What you will do -
Copy the data below line for line, with no changes.

::: Exercise inputs

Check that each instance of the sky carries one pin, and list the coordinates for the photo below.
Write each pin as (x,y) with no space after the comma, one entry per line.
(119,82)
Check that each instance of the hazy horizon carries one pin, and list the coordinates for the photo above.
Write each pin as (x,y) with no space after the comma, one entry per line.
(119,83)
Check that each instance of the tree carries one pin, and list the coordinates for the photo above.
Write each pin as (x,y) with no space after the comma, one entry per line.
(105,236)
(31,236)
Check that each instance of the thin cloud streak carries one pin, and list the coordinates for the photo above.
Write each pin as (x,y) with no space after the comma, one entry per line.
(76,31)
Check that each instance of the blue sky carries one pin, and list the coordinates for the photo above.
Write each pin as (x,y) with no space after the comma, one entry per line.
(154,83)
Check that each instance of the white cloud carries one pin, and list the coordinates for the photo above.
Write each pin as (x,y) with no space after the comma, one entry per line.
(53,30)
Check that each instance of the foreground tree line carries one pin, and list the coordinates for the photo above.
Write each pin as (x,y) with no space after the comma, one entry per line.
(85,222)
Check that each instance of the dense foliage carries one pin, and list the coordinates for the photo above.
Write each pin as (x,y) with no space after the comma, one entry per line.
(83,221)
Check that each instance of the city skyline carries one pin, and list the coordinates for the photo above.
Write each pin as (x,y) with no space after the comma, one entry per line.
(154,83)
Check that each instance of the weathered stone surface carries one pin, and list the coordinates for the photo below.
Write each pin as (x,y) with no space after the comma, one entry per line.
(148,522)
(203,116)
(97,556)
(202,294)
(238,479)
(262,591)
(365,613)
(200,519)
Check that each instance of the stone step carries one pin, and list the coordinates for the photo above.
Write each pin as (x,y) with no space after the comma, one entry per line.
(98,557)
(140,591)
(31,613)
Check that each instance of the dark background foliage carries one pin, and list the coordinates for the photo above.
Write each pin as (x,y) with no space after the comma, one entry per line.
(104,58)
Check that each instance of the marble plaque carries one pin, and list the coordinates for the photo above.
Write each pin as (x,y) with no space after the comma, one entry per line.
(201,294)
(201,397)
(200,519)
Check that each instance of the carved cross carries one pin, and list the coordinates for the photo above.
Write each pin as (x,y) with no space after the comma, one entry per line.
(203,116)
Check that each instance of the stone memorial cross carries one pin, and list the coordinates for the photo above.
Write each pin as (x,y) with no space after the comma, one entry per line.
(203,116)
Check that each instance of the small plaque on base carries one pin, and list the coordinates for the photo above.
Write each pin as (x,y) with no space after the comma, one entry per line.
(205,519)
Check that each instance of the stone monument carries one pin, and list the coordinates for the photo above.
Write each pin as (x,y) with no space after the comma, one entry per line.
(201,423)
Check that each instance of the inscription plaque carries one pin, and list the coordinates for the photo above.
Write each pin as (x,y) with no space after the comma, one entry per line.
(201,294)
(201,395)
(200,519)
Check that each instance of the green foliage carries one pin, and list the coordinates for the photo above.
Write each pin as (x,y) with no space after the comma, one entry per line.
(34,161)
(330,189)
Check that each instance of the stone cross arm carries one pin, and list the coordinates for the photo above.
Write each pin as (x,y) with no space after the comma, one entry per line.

::::::

Problem solution -
Check that each instance of the sky carries one pin, and list the coordinates for the photo below.
Write each pin as (x,y) with no space after the comma, one entry per line.
(119,82)
Check that each instance of the hazy horizon carries one pin, and list the coordinates for the photo above.
Write each pin as (x,y) with no space after the comma, one entry per line.
(119,83)
Check that each instance of the tree carries one pin, and list the coordinates for the photo above.
Write each pin as (x,y) with no space after the comma, one entry per line.
(105,236)
(31,236)
Check that each instance of the thin cloud streak carries one pin, and list the coordinates for the photo above.
Write each pin as (x,y) with no space after the comma, one entry per line.
(76,31)
Check that each instance of the blue sky carries one pin, and list the coordinates for the photo above.
Write each pin as (x,y) with no space after the comma, one entry per line.
(154,83)
Check that each instance of the white cloud carries one pin, and list the coordinates for the photo above.
Write each pin as (x,y) with no space after the comma, one entry per line.
(53,30)
Check that each instance of the foreground tree line carries one pin, and list the coordinates for the photo above.
Write each pin as (x,y) with no space after the comma, one entry per line.
(85,222)
Check that each instance of the dense foliage carries one pin, and list the coordinates for the photo above.
Write each pin as (x,y) with no space after the comma, one entry per line.
(83,221)
Check that each instance of the city skyline carries one pin, and list the coordinates for the photo above.
Write each pin as (x,y) with no space after the comma, one entry per line.
(154,83)
Check that each instance of the weathered stone surface carries one pin, and list the coordinates for the photo below.
Write each pin as (x,y) with no space after the comma, one entry per line.
(148,522)
(203,116)
(97,556)
(202,294)
(238,479)
(262,591)
(365,613)
(200,519)
Check that each instance of the stone step carries one pin, and list the coordinates for the photo above.
Write each pin as (x,y) with no space after the comma, one entry per line.
(98,557)
(140,591)
(31,613)
Check that each instance of the dark background foliage carries one pin, and list the coordinates for the photo above.
Write each pin as (x,y) with no space after the comma, one entry per line.
(104,58)
Check that each instance of the marble plaque carries one pin, and list the coordinates for the photo above.
Write each pin as (x,y) with no space after the comma, one entry per line.
(201,294)
(201,397)
(200,519)
Check that each instance of the carved cross carries one pin, and list the coordinates for the photo above.
Write each pin as (x,y) with no space after the comma, one entry per line.
(203,116)
Check that each instance of the stone memorial cross carries one pin, and list the coordinates for the photo above.
Write each pin as (x,y) with no space after the comma, one entry per line.
(203,116)
Check that each instance of the small plaque on base carries one pin, and list the coordinates for the photo above.
Write each pin as (x,y) with no space after the comma, one entry per line.
(205,519)
Check that each instance of the stone monument carries one pin, and list the coordinates for the photo above.
Write each pin as (x,y) with no space after the comma, one entry per line.
(201,423)
Check that each instance of the inscription plaque carries one pin, and list the coordinates for the photo above.
Write each pin as (x,y) with no space after the comma, one entry per line.
(201,294)
(201,395)
(200,519)
Check that each instance of the green foliage carries one pin, and list the coordinates for the photo above.
Write each pin as (x,y) with no space after the comma, one entry per line.
(34,161)
(330,189)
Check that each instance of the stone cross arm carries one pin, and list the coordinates for the photo above.
Write each pin as (x,y) with no space after the comma, one entry per line.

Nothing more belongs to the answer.